━━━ GIVEN RECORDS ━━━

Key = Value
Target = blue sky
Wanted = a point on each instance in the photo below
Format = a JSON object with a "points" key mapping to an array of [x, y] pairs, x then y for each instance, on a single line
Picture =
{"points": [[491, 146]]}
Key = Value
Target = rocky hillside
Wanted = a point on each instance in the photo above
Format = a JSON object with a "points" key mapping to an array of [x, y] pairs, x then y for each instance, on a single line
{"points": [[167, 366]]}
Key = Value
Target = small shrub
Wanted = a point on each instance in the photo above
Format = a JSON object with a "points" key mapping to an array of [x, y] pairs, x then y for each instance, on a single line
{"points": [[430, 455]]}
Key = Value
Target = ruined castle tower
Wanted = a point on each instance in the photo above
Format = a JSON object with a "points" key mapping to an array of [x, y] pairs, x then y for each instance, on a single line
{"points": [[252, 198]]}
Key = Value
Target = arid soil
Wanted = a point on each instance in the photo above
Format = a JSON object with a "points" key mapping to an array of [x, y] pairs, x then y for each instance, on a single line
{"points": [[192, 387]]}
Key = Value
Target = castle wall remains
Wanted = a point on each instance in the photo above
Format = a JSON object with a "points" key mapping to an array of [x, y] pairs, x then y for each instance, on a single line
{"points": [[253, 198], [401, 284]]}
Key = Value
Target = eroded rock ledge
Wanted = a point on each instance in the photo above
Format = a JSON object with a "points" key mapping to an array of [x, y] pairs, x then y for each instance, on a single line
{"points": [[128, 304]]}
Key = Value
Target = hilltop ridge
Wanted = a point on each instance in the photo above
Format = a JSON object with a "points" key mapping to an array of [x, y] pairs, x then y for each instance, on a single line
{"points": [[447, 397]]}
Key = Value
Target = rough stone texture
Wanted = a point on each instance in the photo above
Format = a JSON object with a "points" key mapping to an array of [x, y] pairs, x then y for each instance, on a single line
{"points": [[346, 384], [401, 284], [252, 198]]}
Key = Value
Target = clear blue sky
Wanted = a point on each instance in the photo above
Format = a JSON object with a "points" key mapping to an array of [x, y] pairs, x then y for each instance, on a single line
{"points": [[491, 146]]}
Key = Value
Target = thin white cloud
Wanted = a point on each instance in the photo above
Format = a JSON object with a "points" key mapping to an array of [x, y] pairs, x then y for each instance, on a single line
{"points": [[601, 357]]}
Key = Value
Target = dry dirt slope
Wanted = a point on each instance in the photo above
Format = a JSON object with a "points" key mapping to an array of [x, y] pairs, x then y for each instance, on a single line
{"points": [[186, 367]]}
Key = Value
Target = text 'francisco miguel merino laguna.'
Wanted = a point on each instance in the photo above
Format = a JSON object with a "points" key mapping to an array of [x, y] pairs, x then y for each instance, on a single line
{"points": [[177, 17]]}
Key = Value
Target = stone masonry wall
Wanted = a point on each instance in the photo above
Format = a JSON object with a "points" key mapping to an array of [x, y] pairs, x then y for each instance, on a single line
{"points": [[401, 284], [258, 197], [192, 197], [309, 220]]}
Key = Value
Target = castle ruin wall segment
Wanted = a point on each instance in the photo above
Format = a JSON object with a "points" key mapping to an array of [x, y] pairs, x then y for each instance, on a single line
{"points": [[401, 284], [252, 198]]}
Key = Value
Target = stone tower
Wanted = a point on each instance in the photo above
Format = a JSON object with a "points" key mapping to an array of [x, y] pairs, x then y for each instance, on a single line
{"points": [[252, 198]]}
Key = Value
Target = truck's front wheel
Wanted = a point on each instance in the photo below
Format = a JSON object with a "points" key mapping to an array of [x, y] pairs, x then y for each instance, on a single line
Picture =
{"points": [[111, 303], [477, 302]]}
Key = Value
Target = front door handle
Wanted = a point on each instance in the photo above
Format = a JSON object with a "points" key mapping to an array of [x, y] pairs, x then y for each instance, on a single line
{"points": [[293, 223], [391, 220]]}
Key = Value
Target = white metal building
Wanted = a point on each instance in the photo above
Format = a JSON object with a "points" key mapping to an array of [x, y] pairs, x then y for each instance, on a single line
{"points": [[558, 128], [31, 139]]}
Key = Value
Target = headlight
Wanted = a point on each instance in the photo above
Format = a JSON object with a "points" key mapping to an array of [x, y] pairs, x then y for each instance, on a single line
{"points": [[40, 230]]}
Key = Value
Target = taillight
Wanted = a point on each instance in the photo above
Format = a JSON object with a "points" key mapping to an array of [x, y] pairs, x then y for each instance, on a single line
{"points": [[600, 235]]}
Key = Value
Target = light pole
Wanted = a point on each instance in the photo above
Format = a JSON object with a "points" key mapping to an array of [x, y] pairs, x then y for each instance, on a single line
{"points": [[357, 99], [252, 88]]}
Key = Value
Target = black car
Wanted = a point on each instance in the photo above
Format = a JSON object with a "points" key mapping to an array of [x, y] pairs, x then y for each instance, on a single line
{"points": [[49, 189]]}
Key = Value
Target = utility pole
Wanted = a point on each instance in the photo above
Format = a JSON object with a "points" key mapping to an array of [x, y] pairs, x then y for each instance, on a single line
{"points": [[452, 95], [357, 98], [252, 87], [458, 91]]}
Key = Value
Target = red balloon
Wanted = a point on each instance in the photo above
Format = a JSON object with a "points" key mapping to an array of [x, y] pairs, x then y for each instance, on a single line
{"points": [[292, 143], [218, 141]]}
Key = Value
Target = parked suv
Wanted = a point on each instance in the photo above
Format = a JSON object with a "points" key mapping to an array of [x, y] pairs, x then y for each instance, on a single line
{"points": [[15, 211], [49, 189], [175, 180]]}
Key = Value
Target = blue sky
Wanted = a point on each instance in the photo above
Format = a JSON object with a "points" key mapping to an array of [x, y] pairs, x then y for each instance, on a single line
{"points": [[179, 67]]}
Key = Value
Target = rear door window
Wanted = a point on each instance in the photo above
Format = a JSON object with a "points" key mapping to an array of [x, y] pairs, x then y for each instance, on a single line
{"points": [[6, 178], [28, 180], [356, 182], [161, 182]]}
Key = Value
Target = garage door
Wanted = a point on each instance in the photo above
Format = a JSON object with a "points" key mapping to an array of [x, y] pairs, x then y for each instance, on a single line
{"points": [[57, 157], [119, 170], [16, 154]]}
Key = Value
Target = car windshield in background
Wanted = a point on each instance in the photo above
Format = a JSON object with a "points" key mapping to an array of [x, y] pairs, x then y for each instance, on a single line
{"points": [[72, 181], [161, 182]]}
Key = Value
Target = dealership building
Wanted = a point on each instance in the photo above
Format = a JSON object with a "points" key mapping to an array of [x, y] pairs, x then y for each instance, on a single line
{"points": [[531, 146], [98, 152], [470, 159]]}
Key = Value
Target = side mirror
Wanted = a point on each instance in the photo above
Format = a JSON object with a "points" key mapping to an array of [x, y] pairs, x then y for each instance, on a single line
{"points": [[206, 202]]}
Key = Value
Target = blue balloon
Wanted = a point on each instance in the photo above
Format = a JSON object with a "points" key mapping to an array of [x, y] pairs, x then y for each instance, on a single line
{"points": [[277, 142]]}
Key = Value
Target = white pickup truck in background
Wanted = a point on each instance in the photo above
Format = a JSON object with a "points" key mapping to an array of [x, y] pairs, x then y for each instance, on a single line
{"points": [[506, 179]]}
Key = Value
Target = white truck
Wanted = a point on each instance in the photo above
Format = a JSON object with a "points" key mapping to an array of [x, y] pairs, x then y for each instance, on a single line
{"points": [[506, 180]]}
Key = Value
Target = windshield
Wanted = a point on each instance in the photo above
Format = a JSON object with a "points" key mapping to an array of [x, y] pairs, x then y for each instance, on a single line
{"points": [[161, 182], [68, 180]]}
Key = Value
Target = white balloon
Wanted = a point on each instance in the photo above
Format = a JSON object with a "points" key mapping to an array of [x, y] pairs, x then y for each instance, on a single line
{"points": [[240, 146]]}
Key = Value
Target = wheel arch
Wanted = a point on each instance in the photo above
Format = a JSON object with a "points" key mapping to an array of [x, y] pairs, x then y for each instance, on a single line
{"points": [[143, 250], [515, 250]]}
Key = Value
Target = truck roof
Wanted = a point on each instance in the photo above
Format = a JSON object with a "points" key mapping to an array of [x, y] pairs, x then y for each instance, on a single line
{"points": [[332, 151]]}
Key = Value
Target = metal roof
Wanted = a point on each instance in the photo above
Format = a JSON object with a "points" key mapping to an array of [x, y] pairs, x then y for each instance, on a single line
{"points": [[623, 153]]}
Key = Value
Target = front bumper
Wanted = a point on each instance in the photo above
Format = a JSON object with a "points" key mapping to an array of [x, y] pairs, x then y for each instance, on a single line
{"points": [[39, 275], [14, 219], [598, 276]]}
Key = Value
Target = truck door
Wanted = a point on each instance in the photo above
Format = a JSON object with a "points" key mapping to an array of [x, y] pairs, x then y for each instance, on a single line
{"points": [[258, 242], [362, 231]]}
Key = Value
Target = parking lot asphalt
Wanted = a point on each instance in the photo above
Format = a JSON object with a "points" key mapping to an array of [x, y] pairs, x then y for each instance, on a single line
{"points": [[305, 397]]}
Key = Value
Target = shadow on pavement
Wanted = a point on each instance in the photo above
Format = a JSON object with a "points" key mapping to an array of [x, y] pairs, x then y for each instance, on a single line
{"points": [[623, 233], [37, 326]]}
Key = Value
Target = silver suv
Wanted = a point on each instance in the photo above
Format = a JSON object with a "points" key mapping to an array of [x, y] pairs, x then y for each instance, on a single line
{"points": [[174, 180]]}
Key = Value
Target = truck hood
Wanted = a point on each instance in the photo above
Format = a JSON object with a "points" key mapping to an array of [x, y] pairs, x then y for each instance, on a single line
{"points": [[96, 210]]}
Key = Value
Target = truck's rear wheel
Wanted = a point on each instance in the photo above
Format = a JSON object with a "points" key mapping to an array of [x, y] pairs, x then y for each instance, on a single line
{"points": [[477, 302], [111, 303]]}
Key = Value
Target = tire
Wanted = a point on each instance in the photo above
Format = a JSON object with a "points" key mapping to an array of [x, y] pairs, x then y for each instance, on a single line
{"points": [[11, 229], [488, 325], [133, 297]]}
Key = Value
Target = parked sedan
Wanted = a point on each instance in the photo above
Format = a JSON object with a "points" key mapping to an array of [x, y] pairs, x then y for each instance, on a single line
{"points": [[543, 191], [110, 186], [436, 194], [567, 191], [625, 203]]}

━━━

[WHAT IS NEEDED]
Locate every line in the records that contains the string "balloon", and copy each of those lines.

[FINAL RESULT]
Target = red balloon
Target = blue balloon
Target = white balloon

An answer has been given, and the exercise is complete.